Aim of the exercise
Please pull out and copy every line in the rows below that contains the string "silver". Case counts.

· · · · · · ·

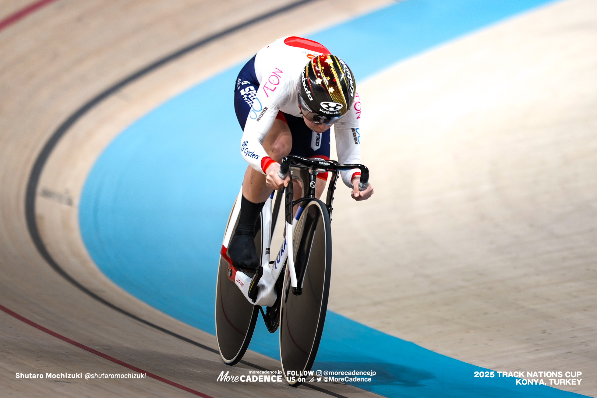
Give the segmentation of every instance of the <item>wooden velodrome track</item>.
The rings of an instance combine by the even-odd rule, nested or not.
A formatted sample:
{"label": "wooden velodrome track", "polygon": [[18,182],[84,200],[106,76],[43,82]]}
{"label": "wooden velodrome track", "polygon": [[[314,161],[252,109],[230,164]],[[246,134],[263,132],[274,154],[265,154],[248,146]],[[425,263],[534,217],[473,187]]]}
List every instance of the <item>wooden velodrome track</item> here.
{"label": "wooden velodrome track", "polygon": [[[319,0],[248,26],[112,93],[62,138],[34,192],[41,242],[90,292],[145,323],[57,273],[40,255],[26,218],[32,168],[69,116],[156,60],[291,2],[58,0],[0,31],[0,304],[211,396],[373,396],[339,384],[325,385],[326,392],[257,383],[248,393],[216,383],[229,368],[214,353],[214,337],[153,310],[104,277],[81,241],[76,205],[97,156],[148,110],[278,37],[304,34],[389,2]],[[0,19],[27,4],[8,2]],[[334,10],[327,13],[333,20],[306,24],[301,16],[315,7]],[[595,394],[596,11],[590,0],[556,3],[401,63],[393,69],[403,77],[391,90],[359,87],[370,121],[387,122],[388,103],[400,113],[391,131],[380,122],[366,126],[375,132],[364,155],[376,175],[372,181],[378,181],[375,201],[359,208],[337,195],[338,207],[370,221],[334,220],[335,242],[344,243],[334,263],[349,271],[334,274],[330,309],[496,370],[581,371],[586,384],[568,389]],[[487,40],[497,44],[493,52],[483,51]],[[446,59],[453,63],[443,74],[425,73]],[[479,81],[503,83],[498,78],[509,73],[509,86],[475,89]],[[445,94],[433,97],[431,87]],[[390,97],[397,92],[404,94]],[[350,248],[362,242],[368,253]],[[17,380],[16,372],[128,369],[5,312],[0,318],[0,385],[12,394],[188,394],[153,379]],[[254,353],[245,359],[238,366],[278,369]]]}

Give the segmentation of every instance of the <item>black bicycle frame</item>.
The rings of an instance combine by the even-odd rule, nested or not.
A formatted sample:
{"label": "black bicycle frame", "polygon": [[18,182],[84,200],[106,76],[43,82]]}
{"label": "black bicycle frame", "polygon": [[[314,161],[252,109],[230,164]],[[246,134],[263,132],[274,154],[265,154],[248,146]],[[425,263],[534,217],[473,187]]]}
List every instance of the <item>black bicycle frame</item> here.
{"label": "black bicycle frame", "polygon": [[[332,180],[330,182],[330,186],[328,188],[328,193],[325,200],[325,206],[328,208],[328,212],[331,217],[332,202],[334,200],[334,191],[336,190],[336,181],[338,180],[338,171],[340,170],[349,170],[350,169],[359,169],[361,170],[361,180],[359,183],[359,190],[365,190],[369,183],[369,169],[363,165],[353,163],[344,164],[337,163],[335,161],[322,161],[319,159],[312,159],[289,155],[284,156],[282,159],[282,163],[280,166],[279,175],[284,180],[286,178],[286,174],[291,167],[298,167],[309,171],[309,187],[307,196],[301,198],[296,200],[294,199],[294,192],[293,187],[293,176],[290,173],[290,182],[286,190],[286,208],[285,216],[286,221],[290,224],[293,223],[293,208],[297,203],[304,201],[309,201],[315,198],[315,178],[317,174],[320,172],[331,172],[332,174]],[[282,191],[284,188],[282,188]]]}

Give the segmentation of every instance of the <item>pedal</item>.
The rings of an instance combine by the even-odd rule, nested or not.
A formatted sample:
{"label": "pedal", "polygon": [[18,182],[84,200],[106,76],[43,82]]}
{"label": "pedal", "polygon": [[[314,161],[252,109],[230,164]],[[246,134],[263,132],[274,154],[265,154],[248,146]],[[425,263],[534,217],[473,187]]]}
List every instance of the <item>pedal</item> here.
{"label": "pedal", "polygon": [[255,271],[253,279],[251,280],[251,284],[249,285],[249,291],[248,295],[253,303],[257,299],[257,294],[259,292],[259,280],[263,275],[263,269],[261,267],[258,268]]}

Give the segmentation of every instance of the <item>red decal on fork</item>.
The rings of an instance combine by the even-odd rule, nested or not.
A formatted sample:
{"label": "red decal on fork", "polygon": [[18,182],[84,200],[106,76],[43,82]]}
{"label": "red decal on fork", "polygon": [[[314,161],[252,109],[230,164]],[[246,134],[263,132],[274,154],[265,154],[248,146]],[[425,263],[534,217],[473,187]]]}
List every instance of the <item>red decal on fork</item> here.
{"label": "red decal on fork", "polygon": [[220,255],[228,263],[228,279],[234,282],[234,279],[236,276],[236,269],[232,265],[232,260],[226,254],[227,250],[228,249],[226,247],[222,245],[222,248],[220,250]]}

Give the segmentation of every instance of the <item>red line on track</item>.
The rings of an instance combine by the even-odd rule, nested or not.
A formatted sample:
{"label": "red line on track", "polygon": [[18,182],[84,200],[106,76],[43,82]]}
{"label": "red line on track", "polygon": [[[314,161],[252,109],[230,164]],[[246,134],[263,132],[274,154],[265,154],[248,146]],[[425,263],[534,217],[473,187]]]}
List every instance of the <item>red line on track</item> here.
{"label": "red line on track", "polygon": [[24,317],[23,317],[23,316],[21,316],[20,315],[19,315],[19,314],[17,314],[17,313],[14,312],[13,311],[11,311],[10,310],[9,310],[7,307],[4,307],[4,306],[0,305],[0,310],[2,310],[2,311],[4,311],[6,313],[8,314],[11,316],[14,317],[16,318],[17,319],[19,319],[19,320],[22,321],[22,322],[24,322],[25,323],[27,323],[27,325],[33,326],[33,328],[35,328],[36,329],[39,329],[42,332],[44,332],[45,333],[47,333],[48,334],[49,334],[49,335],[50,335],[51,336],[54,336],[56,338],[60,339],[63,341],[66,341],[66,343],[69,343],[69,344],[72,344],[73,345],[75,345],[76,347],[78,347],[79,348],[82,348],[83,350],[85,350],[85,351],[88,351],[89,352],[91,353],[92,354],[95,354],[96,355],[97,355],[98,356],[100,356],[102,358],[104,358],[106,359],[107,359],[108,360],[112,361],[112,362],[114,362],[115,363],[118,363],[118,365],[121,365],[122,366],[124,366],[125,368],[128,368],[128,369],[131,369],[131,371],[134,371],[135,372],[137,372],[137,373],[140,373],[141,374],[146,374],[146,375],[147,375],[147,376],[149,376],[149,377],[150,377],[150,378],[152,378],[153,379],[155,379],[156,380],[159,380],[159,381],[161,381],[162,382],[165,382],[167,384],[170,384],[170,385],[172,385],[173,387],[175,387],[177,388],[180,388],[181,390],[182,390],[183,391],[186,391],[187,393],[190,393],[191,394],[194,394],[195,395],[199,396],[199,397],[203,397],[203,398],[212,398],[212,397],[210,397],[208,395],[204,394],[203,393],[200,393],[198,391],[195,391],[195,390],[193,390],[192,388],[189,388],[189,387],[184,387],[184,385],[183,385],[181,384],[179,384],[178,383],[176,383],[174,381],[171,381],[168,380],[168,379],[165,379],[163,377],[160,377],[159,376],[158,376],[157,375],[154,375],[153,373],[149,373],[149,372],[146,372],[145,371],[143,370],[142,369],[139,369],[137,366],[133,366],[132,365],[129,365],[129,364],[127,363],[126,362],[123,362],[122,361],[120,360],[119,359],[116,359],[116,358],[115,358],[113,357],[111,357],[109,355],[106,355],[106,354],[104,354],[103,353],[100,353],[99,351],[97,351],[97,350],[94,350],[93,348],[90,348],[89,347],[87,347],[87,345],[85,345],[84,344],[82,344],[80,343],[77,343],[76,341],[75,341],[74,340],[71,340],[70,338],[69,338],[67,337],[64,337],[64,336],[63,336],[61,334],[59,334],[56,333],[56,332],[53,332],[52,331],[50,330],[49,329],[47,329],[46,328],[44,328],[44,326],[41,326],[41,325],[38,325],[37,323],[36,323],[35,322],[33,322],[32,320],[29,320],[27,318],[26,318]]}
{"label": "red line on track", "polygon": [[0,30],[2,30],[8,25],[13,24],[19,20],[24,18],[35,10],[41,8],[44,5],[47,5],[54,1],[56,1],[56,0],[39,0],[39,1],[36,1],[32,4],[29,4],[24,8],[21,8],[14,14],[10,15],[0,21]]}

· · · · · · ·

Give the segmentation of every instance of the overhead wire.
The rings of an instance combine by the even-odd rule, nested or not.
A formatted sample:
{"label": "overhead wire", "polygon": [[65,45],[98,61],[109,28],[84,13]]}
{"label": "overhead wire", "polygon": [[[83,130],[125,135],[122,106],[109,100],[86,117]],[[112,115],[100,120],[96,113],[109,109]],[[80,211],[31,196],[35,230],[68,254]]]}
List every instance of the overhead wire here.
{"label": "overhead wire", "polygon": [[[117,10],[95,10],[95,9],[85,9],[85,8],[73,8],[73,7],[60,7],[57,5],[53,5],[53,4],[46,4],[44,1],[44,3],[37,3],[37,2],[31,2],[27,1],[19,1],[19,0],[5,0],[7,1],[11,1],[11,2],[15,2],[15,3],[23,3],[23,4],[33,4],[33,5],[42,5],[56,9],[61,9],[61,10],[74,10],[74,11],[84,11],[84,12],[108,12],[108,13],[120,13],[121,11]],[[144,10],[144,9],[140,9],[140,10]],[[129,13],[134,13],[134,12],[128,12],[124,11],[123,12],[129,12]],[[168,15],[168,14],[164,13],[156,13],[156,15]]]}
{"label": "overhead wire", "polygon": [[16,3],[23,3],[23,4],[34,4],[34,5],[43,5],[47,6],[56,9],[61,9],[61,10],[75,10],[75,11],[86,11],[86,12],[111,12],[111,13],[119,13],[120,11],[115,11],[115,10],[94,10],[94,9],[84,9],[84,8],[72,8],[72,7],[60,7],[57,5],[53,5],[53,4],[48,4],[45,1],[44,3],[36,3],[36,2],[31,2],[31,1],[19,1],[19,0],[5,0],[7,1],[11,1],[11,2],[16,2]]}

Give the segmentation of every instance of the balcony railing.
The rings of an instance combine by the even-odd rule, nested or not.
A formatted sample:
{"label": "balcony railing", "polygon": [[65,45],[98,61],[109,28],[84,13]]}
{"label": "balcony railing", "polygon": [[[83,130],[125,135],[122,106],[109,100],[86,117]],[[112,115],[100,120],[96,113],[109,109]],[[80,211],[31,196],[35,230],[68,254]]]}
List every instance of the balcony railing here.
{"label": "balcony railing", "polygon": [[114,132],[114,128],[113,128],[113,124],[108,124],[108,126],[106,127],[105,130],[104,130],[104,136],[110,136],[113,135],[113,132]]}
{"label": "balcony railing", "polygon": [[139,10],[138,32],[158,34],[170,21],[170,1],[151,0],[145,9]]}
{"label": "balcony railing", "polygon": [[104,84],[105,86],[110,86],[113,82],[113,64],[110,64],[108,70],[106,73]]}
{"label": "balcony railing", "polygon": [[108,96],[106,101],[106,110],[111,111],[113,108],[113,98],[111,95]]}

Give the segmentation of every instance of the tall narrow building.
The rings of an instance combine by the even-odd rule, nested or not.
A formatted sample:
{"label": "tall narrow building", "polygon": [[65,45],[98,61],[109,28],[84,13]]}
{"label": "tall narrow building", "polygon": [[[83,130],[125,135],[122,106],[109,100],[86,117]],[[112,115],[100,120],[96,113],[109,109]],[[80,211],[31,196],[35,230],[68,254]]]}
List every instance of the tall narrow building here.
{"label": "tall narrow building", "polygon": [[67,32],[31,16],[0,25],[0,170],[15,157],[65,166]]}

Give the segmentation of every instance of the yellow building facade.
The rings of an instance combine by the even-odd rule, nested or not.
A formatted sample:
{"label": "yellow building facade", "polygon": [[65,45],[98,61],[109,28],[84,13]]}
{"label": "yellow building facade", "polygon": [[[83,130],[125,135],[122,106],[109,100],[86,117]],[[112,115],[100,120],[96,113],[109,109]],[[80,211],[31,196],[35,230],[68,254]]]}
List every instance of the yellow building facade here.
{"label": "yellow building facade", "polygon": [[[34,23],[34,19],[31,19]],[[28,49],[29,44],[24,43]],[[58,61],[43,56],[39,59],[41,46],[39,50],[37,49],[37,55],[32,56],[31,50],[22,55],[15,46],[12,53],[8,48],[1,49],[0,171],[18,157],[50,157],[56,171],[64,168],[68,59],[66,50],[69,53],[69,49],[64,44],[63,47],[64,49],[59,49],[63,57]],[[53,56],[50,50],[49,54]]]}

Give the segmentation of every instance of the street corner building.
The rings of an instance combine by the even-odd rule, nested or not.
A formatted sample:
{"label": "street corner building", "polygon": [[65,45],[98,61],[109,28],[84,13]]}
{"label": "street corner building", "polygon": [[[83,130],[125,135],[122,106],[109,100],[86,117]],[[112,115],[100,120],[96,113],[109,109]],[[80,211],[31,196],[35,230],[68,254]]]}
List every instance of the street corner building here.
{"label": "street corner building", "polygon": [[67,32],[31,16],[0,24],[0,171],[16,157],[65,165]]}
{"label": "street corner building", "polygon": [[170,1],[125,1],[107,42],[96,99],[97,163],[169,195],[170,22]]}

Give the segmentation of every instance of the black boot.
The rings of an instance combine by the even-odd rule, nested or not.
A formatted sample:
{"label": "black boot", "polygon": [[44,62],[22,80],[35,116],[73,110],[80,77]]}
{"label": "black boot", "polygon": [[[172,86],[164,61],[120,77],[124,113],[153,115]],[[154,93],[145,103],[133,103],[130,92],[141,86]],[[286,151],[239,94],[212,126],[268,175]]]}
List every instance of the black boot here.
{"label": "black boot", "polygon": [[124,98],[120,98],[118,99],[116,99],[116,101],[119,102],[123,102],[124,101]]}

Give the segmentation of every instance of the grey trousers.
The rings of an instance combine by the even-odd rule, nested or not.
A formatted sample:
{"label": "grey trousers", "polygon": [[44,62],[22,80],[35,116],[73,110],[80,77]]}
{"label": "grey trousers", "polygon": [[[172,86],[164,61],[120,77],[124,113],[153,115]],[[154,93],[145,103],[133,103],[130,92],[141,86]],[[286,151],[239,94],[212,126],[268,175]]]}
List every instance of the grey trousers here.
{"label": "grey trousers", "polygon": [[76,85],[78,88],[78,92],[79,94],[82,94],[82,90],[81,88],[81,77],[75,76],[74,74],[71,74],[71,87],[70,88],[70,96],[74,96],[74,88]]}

· · · · · · ·

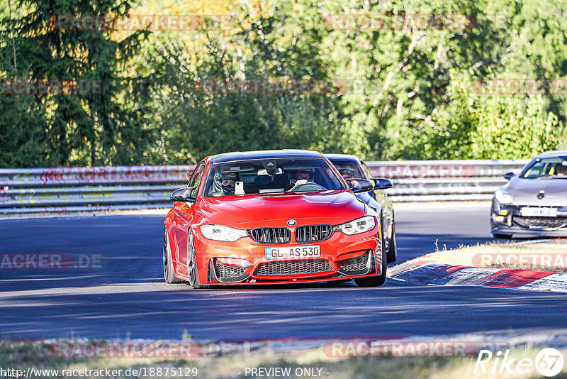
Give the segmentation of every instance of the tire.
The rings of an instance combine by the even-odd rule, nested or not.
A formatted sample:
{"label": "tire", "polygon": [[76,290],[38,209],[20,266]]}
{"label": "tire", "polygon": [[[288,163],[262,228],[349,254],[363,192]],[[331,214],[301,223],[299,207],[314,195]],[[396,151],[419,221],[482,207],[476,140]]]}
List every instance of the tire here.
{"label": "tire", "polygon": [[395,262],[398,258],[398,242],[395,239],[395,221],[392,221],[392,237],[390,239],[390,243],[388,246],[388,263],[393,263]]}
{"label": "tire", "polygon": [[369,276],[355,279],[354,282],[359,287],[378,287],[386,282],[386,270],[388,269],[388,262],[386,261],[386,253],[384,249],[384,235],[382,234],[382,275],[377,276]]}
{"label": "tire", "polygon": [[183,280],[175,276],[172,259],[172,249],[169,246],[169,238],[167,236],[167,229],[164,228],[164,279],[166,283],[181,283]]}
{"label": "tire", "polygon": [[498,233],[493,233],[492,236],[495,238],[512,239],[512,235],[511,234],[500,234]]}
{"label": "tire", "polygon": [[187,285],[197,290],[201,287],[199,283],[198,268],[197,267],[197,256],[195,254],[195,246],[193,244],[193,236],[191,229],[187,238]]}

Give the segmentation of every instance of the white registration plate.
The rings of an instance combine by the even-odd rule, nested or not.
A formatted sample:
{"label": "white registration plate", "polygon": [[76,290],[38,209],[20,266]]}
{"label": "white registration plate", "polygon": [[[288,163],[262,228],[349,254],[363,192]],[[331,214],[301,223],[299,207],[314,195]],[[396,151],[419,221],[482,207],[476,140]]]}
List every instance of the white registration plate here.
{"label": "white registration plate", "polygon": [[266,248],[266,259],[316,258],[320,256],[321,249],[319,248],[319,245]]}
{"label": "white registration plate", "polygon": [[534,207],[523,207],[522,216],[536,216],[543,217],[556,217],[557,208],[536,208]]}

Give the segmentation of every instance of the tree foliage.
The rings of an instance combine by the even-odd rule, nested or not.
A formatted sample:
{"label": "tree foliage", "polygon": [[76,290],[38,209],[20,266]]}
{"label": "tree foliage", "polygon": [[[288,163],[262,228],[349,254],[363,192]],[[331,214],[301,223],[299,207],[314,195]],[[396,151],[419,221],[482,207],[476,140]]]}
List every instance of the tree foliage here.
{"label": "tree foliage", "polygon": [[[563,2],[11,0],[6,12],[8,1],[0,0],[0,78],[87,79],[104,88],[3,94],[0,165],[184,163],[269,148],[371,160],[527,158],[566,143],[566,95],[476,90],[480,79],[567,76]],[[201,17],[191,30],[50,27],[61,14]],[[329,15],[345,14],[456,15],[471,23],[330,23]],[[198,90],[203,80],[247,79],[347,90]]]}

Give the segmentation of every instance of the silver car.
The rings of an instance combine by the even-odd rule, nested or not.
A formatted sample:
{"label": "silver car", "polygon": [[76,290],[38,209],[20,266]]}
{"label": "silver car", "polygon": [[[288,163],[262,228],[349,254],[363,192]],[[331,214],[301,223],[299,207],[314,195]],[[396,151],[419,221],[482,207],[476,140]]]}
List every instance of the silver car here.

· · · · · · ·

Expected output
Give the segmentation of every instance of the silver car.
{"label": "silver car", "polygon": [[76,290],[38,209],[20,266]]}
{"label": "silver car", "polygon": [[[288,163],[262,228],[349,254],[363,192]],[[331,214],[301,223],[299,207],[314,195]],[[396,151],[419,221],[482,207],[476,140]]]}
List every instance of the silver car here.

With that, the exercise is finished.